With the pictures left out, repeat every entry that follows exactly.

• **AVAILABLE RECORDS**:

* * * * * * * * *

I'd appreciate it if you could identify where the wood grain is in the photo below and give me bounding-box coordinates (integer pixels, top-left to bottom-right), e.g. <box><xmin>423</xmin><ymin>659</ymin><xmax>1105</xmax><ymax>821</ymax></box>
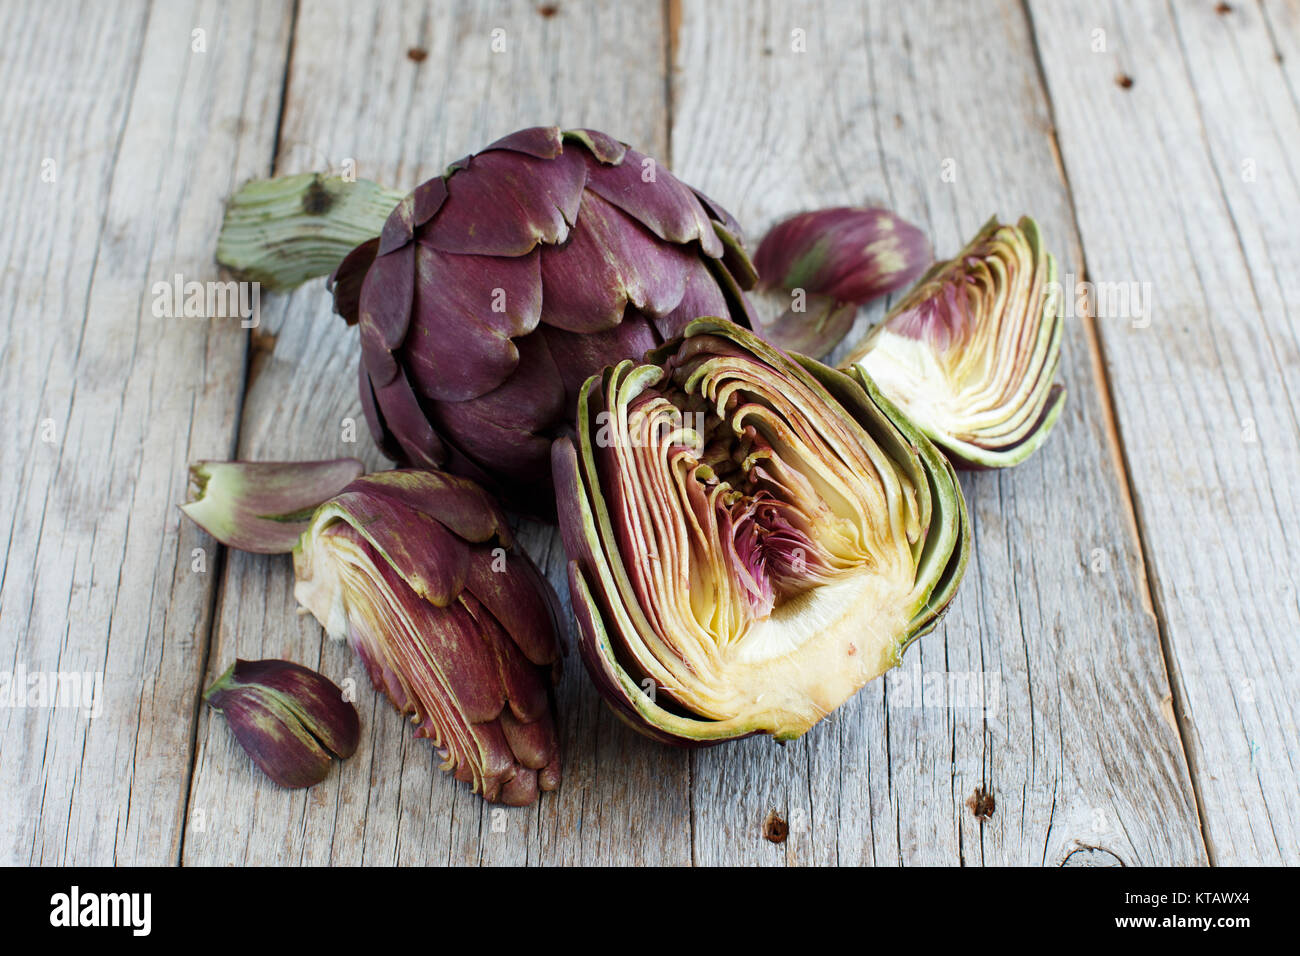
<box><xmin>180</xmin><ymin>0</ymin><xmax>690</xmax><ymax>867</ymax></box>
<box><xmin>671</xmin><ymin>0</ymin><xmax>1204</xmax><ymax>865</ymax></box>
<box><xmin>3</xmin><ymin>0</ymin><xmax>1289</xmax><ymax>867</ymax></box>
<box><xmin>1026</xmin><ymin>0</ymin><xmax>1300</xmax><ymax>865</ymax></box>
<box><xmin>0</xmin><ymin>0</ymin><xmax>292</xmax><ymax>864</ymax></box>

* * * * * * * * *

• **FINAL ANSWER**:
I'd appreciate it if you could identify where the wood grain is in the photo below and give me bounding-box coordinates (integer pixels, top-left to bottom-right), e.g. <box><xmin>423</xmin><ymin>659</ymin><xmax>1105</xmax><ymax>821</ymax></box>
<box><xmin>180</xmin><ymin>0</ymin><xmax>690</xmax><ymax>867</ymax></box>
<box><xmin>671</xmin><ymin>0</ymin><xmax>1204</xmax><ymax>865</ymax></box>
<box><xmin>3</xmin><ymin>0</ymin><xmax>1289</xmax><ymax>867</ymax></box>
<box><xmin>1026</xmin><ymin>0</ymin><xmax>1300</xmax><ymax>865</ymax></box>
<box><xmin>0</xmin><ymin>0</ymin><xmax>292</xmax><ymax>864</ymax></box>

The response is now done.